### SET OF TASKS
1. Answer these questions from the community policing passage, one line each:
(a) How old was the narrator when starting out as a rookie patrolman in Harlem?
(b) In what year was the narrator appointed police chief of Kansas City?
(c) How many years did the narrator's career in policing last?
2. From the community policing passage, list everything the narrator observed surrounding the police in Harlem after graduating.

### PASSAGE
────────────────────────────────────────
My training many years ago in the New York City Police Academy emphasized treating everyone fairly and avoiding discriminatory conduct.  Nevertheless, after graduation, as a 21-year-old rookie patrolman in New York’s Harlem I suffered culture shock observing the poverty, crime, violence, and unofficial segregation surrounding the police, things not mentioned during our training.

One day, an attractive, well-dressed, 30-year-old African-American woman bleeding from a head wound ran up to me on my foot beat.  “Officer,” she said, “I know you’re terribly busy, but I’ve just been robbed!”  Actually, I hadn’t been busy at all, simply standing on a street corner.

The criminal had escaped, and a number of witnesses, although sympathetic to the victim, declined to give me information which would have led to the capture of the armed robber.

What image did this innocent woman, who had been viciously attacked, have of the police to compel her to apologize for reporting a brutal crime?  What view of the police did the witnesses hold that kept them from alerting a nearby policeman who could have prevented the crime?  During the rest of my 35-year career in policing, I never forgot that incident.

The lesson I took away from that incident was that police departments, in order to prevent crime, have to understand and work within the cultures of the communities they serve.  Somehow, despite fine training and many good police officers, the New York City Police

Department(NYPD) hadn’t convinced highly victimized, personally law-abiding people that the police really wanted to keep them from harm, and that a partnership between the community and police was the best way of protecting them, their families and their property.

During the 1960’s and 1970’s, the NYPD rules actually specified that “Members of the force shall not engage in unnecessary conversation with the public.”  Little wonder that people regarded the police as aloof and indifferent to their problems.

Community Cultures: Building Trust

In 1973, I was appointed police chief of Kansas City,

Missouri, a Midwestern city of half a million population.  The same lack of public and police partnership that existed in New York haunted Kansas City.  As a result, we reached out with a number of new approaches to convince neighborhood people that the men and women of

the department were dedicated to protecting them, even at the risk of police lives.  The department recruited leaders from the high-crime neighborhoods to conduct cultural awareness classes to help police officers understand the nuances of different cultures that shaped their citizens’ responses to crime and the police.  At the same time, the department began to have beat officers and district sergeants interact with neighborhood people, with school and parent organizations during community meetings of homeowners, and with apartment renters and other groups. The value of these approaches was quickly apparent.

Organizations such as the National Association for the Advancement of Colored People and La Raza, representing the African-American and Latino communities, began to participate with the police in positive crime-prevention efforts.  Personal contact between officers and those they served provided invaluable intelligence for the police on what crime problems existed, and the needs of citizens.  Officers soon realized that the overwhelming majority of people were supportive.

The people wanted more good policing, not less.  For the first time, localities saw officers as individuals eager to protect them rather than aloof strangers--outsiders occupying their neighborhoods who existed simply to give them traffic citations, or arrest them for minor violations.
────────────────────────────────────────
### SUPPLIED ENTRIES
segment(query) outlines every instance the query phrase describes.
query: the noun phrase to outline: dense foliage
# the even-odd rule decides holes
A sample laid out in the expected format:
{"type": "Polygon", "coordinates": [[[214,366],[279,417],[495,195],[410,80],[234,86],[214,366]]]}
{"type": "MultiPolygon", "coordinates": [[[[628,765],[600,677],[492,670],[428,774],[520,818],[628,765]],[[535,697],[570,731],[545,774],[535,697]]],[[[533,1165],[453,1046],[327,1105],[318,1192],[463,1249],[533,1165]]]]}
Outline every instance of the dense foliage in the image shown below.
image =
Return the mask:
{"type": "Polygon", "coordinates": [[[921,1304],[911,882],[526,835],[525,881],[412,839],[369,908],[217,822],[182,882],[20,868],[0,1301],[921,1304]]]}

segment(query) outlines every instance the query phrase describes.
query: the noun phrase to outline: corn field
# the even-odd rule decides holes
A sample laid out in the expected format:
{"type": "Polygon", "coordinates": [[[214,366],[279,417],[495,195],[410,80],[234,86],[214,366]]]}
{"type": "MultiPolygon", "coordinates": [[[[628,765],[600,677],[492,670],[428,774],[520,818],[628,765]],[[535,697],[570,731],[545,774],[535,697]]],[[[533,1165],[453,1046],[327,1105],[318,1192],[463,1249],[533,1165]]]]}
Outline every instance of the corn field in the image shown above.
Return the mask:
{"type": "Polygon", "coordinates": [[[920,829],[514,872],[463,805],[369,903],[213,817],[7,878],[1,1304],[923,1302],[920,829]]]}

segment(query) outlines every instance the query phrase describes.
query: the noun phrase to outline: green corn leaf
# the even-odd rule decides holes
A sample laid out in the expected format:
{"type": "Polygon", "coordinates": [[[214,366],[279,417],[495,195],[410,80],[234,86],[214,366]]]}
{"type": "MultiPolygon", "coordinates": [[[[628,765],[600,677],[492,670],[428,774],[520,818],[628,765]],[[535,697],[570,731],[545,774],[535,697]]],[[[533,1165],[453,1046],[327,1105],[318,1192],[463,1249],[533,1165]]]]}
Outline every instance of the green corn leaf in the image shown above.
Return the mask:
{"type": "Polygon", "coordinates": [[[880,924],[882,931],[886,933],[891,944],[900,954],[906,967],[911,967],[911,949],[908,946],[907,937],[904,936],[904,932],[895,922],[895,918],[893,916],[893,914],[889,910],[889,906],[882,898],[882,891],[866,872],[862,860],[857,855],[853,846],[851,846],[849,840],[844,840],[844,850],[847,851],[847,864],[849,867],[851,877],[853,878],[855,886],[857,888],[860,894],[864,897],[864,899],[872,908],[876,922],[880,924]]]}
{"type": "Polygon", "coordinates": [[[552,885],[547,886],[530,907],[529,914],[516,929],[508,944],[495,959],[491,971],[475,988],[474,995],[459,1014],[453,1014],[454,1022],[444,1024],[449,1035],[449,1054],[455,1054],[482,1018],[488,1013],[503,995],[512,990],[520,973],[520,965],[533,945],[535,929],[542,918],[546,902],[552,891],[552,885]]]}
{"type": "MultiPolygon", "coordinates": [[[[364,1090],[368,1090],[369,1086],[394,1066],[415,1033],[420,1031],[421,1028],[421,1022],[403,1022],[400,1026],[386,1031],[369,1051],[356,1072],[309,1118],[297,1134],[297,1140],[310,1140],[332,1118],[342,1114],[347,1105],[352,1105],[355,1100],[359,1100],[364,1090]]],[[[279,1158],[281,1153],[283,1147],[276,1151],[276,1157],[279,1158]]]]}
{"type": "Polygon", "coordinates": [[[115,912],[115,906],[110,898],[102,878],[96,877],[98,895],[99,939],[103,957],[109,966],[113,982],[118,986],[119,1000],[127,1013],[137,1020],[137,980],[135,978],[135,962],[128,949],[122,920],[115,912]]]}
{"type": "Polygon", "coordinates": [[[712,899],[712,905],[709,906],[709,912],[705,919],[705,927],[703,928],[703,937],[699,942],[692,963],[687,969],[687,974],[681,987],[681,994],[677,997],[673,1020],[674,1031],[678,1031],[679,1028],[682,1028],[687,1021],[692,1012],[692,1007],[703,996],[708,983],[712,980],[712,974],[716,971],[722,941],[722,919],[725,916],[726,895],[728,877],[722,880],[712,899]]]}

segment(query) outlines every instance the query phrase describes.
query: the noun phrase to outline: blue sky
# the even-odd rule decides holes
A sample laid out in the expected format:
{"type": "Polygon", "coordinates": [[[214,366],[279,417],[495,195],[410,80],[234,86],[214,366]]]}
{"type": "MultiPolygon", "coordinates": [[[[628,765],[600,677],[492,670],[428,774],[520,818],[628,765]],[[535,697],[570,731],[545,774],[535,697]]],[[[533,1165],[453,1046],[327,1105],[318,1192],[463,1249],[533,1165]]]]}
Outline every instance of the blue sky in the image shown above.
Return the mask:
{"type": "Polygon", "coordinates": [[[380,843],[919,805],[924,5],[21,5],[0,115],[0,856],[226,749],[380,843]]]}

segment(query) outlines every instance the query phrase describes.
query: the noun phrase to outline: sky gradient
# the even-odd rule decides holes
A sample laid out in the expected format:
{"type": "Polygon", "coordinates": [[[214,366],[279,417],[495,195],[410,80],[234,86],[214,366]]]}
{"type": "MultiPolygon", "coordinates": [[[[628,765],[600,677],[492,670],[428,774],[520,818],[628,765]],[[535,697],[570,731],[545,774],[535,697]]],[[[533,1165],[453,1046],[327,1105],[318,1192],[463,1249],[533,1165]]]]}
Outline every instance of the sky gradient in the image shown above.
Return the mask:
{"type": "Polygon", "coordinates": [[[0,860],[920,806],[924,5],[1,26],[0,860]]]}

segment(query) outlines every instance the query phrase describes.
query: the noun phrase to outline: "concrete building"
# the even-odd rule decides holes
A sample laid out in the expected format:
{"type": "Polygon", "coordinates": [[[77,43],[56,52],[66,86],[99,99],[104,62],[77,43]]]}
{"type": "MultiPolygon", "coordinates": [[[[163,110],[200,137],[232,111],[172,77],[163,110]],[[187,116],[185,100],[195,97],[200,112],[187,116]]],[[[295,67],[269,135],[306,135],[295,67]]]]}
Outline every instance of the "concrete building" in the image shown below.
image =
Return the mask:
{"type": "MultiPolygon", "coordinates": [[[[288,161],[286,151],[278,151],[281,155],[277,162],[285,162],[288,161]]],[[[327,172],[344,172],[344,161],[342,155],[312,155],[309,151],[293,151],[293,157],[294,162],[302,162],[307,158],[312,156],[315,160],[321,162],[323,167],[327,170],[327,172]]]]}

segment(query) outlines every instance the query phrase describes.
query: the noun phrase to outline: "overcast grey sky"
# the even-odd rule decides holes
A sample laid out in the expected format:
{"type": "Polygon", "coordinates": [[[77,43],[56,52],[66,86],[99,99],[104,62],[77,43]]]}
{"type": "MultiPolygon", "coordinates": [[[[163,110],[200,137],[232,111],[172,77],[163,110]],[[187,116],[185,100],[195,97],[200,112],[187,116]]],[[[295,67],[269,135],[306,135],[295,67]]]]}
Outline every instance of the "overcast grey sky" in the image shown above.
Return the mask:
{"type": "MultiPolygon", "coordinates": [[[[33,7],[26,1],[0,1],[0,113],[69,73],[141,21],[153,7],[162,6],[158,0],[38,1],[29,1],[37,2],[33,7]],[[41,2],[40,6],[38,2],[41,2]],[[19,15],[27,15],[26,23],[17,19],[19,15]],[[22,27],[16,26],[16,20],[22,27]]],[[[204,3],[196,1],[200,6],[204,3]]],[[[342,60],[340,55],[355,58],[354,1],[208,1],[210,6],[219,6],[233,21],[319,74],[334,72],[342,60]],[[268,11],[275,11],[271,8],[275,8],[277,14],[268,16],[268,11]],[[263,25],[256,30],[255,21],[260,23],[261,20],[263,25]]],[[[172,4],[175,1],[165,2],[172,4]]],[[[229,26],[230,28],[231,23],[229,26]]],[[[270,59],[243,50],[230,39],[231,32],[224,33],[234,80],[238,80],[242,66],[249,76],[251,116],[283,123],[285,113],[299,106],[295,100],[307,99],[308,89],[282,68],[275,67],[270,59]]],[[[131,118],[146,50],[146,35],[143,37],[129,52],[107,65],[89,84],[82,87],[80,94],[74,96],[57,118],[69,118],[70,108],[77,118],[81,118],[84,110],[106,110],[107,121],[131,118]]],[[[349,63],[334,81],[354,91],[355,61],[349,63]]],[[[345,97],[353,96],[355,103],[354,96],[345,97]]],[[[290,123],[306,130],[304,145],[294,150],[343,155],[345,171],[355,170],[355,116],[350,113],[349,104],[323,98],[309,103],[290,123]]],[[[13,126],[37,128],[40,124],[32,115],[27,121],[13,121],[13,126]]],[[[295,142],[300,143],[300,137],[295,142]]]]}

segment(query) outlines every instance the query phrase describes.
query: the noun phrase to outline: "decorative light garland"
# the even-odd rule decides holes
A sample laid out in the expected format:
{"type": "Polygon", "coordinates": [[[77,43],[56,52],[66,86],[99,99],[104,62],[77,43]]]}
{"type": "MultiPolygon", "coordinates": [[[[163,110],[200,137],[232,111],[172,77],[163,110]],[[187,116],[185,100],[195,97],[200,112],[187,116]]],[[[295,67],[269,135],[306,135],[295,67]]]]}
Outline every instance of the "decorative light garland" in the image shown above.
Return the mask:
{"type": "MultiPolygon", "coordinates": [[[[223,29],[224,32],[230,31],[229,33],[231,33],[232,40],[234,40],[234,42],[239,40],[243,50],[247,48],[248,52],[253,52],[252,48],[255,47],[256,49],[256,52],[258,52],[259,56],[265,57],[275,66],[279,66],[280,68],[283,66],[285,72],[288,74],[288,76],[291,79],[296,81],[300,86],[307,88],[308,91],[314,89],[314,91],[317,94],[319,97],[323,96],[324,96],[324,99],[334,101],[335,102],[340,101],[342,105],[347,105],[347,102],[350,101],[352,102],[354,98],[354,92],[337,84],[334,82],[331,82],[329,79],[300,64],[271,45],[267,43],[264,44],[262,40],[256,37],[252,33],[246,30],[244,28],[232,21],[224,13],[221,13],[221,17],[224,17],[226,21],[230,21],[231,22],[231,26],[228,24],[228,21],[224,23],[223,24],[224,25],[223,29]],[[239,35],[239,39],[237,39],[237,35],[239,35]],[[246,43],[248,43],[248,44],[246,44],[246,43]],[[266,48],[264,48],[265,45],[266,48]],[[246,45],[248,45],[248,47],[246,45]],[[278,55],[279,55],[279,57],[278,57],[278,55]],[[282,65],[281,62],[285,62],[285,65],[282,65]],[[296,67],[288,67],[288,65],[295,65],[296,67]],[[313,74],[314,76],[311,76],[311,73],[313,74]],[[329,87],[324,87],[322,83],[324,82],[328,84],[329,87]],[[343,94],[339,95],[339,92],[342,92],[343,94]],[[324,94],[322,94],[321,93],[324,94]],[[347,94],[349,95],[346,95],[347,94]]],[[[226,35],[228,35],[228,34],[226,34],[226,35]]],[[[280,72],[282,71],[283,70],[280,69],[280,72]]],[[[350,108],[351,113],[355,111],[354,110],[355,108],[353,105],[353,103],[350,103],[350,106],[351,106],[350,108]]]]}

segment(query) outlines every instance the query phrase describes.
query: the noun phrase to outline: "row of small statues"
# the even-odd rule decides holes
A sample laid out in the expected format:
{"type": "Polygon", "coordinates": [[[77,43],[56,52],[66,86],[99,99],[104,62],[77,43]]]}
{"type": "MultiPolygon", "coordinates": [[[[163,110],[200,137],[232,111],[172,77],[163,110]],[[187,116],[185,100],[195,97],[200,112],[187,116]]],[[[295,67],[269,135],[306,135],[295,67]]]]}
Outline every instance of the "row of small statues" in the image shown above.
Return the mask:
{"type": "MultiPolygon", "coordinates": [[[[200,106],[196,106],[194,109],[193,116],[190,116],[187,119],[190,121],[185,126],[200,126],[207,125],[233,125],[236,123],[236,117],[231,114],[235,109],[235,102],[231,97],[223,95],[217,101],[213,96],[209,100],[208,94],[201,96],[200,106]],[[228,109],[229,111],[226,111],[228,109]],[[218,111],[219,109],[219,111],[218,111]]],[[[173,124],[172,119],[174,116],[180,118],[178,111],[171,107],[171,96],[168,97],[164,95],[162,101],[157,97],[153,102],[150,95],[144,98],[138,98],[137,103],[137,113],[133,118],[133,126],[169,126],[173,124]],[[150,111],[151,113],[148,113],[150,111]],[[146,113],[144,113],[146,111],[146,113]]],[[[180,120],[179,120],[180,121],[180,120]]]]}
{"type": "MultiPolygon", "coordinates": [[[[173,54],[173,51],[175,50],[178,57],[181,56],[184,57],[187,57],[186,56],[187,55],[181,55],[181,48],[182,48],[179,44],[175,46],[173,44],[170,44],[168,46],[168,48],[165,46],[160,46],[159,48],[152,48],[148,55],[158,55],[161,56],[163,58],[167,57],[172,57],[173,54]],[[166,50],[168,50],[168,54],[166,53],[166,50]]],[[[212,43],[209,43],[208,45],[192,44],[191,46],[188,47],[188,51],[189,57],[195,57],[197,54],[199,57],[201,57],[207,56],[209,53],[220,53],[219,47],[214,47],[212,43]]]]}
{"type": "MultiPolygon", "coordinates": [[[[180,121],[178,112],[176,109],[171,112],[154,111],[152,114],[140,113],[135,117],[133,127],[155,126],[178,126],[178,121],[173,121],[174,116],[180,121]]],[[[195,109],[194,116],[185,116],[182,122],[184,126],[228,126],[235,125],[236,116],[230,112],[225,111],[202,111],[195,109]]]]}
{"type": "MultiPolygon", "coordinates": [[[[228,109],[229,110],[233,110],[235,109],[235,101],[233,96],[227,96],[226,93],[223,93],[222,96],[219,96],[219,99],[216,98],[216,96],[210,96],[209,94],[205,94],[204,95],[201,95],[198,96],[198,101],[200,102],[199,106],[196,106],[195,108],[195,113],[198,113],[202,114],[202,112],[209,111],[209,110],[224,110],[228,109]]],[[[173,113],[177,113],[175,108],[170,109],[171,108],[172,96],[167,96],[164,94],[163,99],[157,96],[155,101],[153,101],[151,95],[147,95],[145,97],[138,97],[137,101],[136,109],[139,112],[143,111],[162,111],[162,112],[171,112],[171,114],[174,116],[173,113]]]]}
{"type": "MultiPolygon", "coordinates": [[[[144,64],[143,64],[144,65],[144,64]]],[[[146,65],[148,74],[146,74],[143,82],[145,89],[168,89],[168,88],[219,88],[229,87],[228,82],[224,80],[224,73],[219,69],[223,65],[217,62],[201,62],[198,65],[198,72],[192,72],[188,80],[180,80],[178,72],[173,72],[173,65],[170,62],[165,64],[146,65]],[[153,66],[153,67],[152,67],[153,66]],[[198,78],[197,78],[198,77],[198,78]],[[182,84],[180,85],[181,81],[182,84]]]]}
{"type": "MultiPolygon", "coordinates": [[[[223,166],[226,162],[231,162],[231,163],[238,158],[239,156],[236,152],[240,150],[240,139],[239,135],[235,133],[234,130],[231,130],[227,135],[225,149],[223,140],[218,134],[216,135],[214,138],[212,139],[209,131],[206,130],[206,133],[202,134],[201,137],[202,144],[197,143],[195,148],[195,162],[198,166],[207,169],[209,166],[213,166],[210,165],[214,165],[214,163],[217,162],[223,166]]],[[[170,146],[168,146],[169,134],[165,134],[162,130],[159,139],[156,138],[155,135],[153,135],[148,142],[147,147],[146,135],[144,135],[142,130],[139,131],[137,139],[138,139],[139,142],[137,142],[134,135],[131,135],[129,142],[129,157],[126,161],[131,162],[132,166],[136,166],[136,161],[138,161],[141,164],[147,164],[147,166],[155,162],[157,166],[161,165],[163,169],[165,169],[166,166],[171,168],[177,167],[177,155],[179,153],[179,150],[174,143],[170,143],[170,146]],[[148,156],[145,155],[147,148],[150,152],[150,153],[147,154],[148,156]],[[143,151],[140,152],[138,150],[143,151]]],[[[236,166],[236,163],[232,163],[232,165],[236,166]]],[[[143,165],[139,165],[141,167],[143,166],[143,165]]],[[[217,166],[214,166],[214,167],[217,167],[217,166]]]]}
────────────────────────────────────────
### SOLVED TASKS
1.
(a) 21 years old
(b) 1973
(c) 35 years

2.
- Poverty
- Crime
- Violence
- Unofficial segregation